■ WRITTEN EXERCISE
Would you write out the entries below, every one of them, exactly?

Data listing
-*-

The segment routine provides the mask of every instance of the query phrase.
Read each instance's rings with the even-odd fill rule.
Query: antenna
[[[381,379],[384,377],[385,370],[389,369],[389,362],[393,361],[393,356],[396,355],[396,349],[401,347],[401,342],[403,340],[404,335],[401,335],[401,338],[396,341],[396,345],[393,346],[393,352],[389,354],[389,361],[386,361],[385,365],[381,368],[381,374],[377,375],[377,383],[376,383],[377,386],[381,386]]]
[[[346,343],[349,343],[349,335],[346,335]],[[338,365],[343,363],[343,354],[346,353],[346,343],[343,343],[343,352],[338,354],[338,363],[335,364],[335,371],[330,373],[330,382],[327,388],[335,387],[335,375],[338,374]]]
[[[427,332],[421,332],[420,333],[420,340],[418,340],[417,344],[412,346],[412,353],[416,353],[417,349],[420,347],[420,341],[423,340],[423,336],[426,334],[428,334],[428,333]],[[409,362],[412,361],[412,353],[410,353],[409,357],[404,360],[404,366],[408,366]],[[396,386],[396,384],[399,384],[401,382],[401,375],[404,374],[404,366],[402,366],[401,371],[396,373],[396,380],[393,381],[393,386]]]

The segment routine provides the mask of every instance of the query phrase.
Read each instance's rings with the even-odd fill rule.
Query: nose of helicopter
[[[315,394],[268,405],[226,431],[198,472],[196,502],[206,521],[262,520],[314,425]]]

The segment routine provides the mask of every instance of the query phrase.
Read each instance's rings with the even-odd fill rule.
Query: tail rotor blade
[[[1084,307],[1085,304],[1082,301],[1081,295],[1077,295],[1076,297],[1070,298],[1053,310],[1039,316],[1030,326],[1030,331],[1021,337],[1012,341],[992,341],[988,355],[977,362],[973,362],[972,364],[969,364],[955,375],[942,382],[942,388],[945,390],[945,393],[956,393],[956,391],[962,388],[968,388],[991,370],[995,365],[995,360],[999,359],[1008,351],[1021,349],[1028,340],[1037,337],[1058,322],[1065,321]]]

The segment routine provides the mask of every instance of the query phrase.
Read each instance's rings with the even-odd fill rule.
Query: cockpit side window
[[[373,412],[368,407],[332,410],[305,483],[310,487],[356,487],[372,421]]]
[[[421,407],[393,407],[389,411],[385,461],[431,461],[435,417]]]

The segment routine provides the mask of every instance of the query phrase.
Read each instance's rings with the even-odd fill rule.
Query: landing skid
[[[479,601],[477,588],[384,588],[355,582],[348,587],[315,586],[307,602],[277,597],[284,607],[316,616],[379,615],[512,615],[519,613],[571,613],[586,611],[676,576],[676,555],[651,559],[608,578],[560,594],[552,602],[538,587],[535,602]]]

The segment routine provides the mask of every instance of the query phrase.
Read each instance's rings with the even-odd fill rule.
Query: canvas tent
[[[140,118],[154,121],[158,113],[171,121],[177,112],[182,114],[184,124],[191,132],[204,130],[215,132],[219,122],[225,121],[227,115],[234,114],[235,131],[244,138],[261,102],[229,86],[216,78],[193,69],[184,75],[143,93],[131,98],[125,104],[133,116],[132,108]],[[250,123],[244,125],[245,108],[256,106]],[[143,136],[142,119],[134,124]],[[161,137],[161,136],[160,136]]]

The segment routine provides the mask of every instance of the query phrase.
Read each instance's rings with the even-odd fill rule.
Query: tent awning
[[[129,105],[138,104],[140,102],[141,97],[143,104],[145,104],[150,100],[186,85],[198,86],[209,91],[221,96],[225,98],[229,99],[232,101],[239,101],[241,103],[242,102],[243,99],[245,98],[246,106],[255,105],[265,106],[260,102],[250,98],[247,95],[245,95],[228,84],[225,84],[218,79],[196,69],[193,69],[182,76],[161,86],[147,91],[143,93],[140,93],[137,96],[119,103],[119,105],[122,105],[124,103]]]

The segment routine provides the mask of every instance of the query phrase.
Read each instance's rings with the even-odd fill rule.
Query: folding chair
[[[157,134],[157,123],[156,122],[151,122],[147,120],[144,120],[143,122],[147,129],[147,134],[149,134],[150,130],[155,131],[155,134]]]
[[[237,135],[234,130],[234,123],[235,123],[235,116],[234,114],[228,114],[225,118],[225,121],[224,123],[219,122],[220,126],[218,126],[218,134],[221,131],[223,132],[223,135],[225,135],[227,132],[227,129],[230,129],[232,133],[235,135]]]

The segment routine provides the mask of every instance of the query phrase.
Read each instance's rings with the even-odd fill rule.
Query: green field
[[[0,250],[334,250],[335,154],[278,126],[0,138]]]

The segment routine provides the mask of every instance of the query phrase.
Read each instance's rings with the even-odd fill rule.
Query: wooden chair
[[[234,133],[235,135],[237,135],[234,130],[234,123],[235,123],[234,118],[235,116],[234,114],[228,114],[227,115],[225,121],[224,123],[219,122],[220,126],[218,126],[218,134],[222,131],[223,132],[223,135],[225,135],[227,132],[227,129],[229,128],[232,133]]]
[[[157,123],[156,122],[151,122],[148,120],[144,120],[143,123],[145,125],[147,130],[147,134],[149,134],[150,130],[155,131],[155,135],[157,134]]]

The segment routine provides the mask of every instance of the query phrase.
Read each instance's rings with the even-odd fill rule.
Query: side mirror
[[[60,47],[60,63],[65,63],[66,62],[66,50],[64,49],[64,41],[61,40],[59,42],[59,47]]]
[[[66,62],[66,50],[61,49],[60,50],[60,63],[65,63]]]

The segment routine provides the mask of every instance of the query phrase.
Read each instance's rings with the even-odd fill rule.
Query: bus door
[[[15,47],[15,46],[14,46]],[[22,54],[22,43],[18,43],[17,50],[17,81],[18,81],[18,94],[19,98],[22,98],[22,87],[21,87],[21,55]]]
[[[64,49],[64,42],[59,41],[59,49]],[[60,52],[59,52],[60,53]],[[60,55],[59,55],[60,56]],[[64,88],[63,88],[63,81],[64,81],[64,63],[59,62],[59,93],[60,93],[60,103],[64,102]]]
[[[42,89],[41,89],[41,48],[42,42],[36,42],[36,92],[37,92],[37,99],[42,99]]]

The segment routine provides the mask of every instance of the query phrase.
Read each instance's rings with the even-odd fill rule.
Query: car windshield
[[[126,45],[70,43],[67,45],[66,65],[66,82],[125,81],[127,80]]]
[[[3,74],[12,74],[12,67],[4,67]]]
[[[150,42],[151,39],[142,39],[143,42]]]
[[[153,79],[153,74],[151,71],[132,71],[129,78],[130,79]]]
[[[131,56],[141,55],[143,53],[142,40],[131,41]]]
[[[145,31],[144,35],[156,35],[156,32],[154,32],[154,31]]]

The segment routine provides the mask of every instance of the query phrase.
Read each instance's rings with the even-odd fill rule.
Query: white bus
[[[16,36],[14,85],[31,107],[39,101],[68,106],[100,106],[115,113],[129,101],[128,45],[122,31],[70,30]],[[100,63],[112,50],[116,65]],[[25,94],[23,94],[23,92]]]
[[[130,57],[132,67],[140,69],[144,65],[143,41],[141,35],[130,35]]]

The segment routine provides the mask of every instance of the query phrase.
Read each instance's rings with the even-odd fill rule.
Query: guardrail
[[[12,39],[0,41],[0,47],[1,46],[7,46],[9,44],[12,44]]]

-*-

■ COMPLETED TASK
The segment routine provides the mask of every instance of the query phrase.
Read each instance's rings with the even-odd fill rule.
Query: antenna
[[[381,379],[384,377],[385,370],[389,369],[389,362],[393,361],[393,356],[396,355],[396,349],[401,347],[401,342],[403,340],[404,335],[401,335],[401,338],[396,341],[396,345],[393,346],[393,352],[389,354],[389,361],[386,361],[385,365],[381,368],[381,374],[377,375],[377,383],[376,383],[377,386],[381,386]]]
[[[346,343],[349,343],[349,335],[346,335]],[[338,365],[343,363],[343,354],[346,353],[346,343],[343,343],[343,352],[338,354],[338,363],[335,364],[335,371],[330,373],[330,382],[327,388],[335,387],[335,375],[338,374]]]
[[[427,332],[421,332],[420,333],[420,340],[418,340],[417,344],[412,346],[412,353],[416,353],[417,349],[420,347],[420,341],[423,340],[423,336],[426,334],[428,334],[428,333]],[[409,362],[412,361],[412,353],[410,353],[409,357],[404,360],[404,366],[408,366]],[[396,386],[396,384],[399,384],[401,382],[401,375],[404,374],[404,366],[402,366],[401,371],[396,373],[396,380],[393,381],[393,386]]]

The segment routine provides the mask of every instance of the query phrase.
Read each instance's rings with the even-odd fill rule.
Query: nose of helicopter
[[[315,394],[268,405],[226,431],[198,472],[196,502],[206,521],[262,520],[314,425]]]

The segment routine provides the mask of every instance of the query phrase.
Read each instance's rings with the even-odd fill rule.
Query: tail rotor blade
[[[1084,307],[1085,304],[1082,301],[1081,295],[1077,295],[1076,297],[1070,298],[1053,310],[1039,316],[1030,326],[1030,331],[1021,337],[1012,341],[992,341],[988,355],[977,362],[973,362],[972,364],[969,364],[955,375],[942,382],[942,388],[945,390],[945,393],[956,393],[956,391],[962,388],[968,388],[991,370],[995,365],[995,360],[999,359],[1008,351],[1021,349],[1028,340],[1037,337],[1058,322],[1065,321]]]

The segment routine provides the mask of every instance of the query phrase.
Read each instance's rings with the even-odd fill rule.
Query: cockpit side window
[[[373,412],[368,407],[332,410],[305,483],[310,487],[356,487],[372,421]]]
[[[421,407],[393,407],[389,411],[385,461],[431,461],[435,417]]]

The segment routine provides the mask of every instance of the query phrase.
Read each instance's rings with the even-odd fill rule.
Query: landing skid
[[[479,601],[477,588],[384,588],[355,582],[348,587],[315,586],[307,602],[277,597],[284,607],[316,616],[379,615],[512,615],[519,613],[571,613],[586,611],[676,576],[676,555],[651,559],[608,578],[560,594],[552,602],[538,587],[535,602]]]

The segment routine provides the mask of every instance of the query phrase.
Read each instance's rings with the even-odd fill rule.
Query: canvas tent
[[[140,118],[154,121],[158,113],[171,121],[177,112],[182,114],[184,124],[191,132],[204,130],[215,132],[219,122],[225,121],[227,115],[234,114],[235,131],[244,138],[261,102],[229,86],[216,78],[193,69],[184,75],[143,93],[131,98],[125,104],[133,116],[132,108]],[[250,123],[244,125],[245,108],[256,106]],[[143,136],[142,119],[134,124]],[[161,137],[161,136],[160,136]]]

The segment routine provides the mask of every instance of the query phrase.
Read each instance's rings with the even-odd fill rule.
Query: tent awning
[[[129,105],[138,104],[140,102],[141,97],[143,104],[145,104],[150,100],[186,85],[198,86],[209,91],[221,96],[225,98],[229,99],[232,101],[239,101],[241,103],[242,102],[243,99],[245,98],[246,106],[255,105],[265,106],[260,102],[250,98],[247,95],[245,95],[228,84],[225,84],[218,79],[196,69],[193,69],[182,76],[161,86],[147,91],[143,93],[140,93],[137,96],[119,103],[119,105],[122,105],[124,103]]]

The segment routine provides the mask of every instance of the query phrase.
Read each instance's rings with the even-odd fill rule.
Query: folding chair
[[[157,134],[157,123],[156,122],[151,122],[147,120],[144,120],[143,122],[147,129],[147,134],[149,134],[150,130],[155,131],[155,134]]]
[[[237,135],[234,130],[234,123],[235,123],[235,116],[234,114],[228,114],[225,118],[225,121],[224,123],[219,122],[220,126],[218,126],[218,134],[221,131],[223,132],[223,135],[225,135],[227,132],[227,129],[230,129],[232,133],[235,135]]]

The segment routine provides the mask of every instance of the query phrase.
Read each instance's rings with the even-odd fill rule.
Query: green field
[[[0,250],[334,250],[335,154],[278,126],[0,138]]]

The segment routine provides the mask of every instance of the query phrase.
Read each instance's rings with the even-odd fill rule.
Query: wooden chair
[[[234,133],[235,135],[237,135],[234,130],[234,123],[235,123],[234,118],[235,116],[234,114],[228,114],[227,115],[225,121],[224,123],[219,122],[220,126],[218,126],[218,134],[222,131],[223,132],[223,135],[225,135],[227,132],[227,129],[229,128],[232,133]]]
[[[157,123],[156,122],[151,122],[148,120],[144,120],[143,123],[145,125],[147,130],[147,134],[149,134],[150,130],[155,131],[155,135],[157,134]]]

The segment routine provides the mask of every instance of the query phrase.
Read each instance's rings with the even-odd fill rule.
Query: side mirror
[[[60,47],[60,63],[65,63],[66,62],[66,50],[64,49],[64,41],[61,40],[59,42],[59,47]]]
[[[66,62],[66,50],[61,49],[60,50],[60,63],[65,63]]]

The segment routine provides the mask of every instance of the query phrase.
Read each instance's rings with the even-odd fill rule.
Query: bus door
[[[15,47],[15,46],[14,46]],[[22,54],[22,43],[18,43],[17,50],[17,81],[18,81],[18,94],[19,98],[22,98],[22,87],[21,87],[21,55]]]
[[[64,49],[64,42],[59,41],[59,49]],[[60,52],[59,52],[60,53]],[[60,55],[59,55],[60,56]],[[64,88],[63,88],[63,81],[64,81],[64,63],[59,62],[59,93],[60,93],[60,103],[64,102]]]
[[[42,89],[41,89],[41,48],[42,42],[36,42],[36,92],[37,92],[37,99],[42,99]]]

The segment routine provides the mask of every instance of the query phrase.
Read each instance's rings with the even-odd fill rule.
Query: car windshield
[[[126,45],[70,43],[67,45],[66,65],[66,82],[125,81],[127,80]]]
[[[3,74],[12,74],[12,67],[4,67]]]
[[[150,42],[151,39],[142,39],[143,42]]]
[[[153,79],[153,74],[151,71],[132,71],[129,78],[130,79]]]
[[[131,56],[141,55],[143,53],[142,40],[131,41]]]
[[[145,31],[144,35],[156,35],[156,32],[154,32],[154,31]]]

The segment routine provides the mask of every instance of the query phrase.
Read each instance's rings with the even-odd fill rule.
Query: white bus
[[[16,36],[14,85],[31,107],[39,101],[68,106],[100,106],[115,113],[129,101],[128,45],[122,31],[70,30]],[[100,63],[112,50],[116,65]],[[25,94],[23,94],[23,92]]]
[[[130,57],[132,67],[140,69],[144,65],[143,41],[141,35],[130,35]]]

The segment routine provides the mask of every instance of the query phrase.
Read each instance's rings with the even-odd fill rule.
Query: guardrail
[[[12,39],[0,41],[0,47],[1,46],[7,46],[9,44],[12,44]]]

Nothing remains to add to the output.